▶ **Task instructions**:
A - Answer these questions from the 45 GAP post:
(i) To what caliber does the post say a 45 ACP pistol can be converted?
(ii) What barrel length does the wife's 357 Magnum revolver have?
(iii) At least how many rounds a month does the post say one must fire to become really good with a handgun?
B - Reproduce word for word the part of the 45 GAP post from "I'm married to" to "skillfully manage recoil.)".

▶ **Text**:
## start

When you trim off all the, 'internet glitz' and, 'advertising fluff' the 45 GAP is largely an unnecessary, 'vanity round'. (I think Gaston Glock had two problems he particularly wanted to address when he came up with the 45 GAP: First, he wanted to solve his (mostly imaginary) marketing problems with the large 45 ACP frames; and, second, he simply wanted to, 'put his name' on a cartridge of his own design. Now, perhaps, that's great; but, one highly desirable feature about 45 ACP pistols got dumped in the crapper: You can convert a 45 ACP pistol to the powerful 45 Super caliber without a great deal of effort or expense; BUT, you can't convert the 45 GAP to anything.)

Personally, I find it difficult to understand, 'Why' anyone would have a problem trying to manage a 45 ACP Glock pistol? Other than for someone with really small hands, (Smaller than mine; and I do not have particularly large hands.) there shouldn't be a problem with frame size; but, then again, I'm a member of an older generation who was taught to pick up any gun and shoot it well. (My Marine Corps, 'uncles' who taught me to shoot would have laughed their heads off at the idea of someone needing to find a gun that, 'fit' in order to shoot well. Back in the 50's the Marines were trained to shoot very well. Point a Marine at a gun; and he'd pick it up and quickly work effectively with it; AND that's the way I was taught to shoot, too.)

I'm married to a very gentle woman who's not overly strong. After she was almost carjacked I taught her how to use a revolver in self-defense situations. I've, now, got a charming and feminine wife who can use a, 'healthy' 357 Magnum revolver with a 3" barrel better than most men I watch shoot at the range every weekend! (You know what I did? While I was training her I forgot to tell her that a, 'full house' 357 Magnum revolver is difficult for many people to control. (What I'm telling you, here, is that savvy handgun training is an IMPORTANT PART of learning how to skillfully manage recoil.)

*RECOIL SHOULD NEVER BE VIEWED AS AN OBSTACLE TO BE OVERCOME; INSTEAD, IT SHOULD BE VIEWED AS A NECESSARY TOOL WITHOUT WHICH IT IS IMPOSSIBLE TO SHOOT ANY GUN WELL. *

Both calibers you're interested in will work; both can be used effectively; the final decision is up to you. I, personally, wouldn't encourage you to make a final decision based upon either frame size, or (perceived) recoil characteristics alone. Remember, PERCEPTION CAN CHANGE; and, once you own a gun you've, also, got to feed it. Take a note from an older firearms instructor: Unless you fire, at least, 500 rounds a month you ain't ever going to be really good with a handgun. The best pistol shooting I've ever done always occurred during those months when I was firing between 1,000 and 1,500 rounds (at a rate of, about, 300 rounds a week). It kept my Dillon XL650 busy!

## end

▶ **Data section**:
## start

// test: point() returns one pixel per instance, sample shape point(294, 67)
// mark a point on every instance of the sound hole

## end

▶ **Completed exercise**:
A -
(i) The 45 Super caliber.
(ii) A 3" barrel.
(iii) At least 500 rounds a month.

B -
I'm married to a very gentle woman who's not overly strong. After she was almost carjacked I taught her how to use a revolver in self-defense situations. I've, now, got a charming and feminine wife who can use a, 'healthy' 357 Magnum revolver with a 3" barrel better than most men I watch shoot at the range every weekend! (You know what I did? While I was training her I forgot to tell her that a, 'full house' 357 Magnum revolver is difficult for many people to control. (What I'm telling you, here, is that savvy handgun training is an IMPORTANT PART of learning how to skillfully manage recoil.)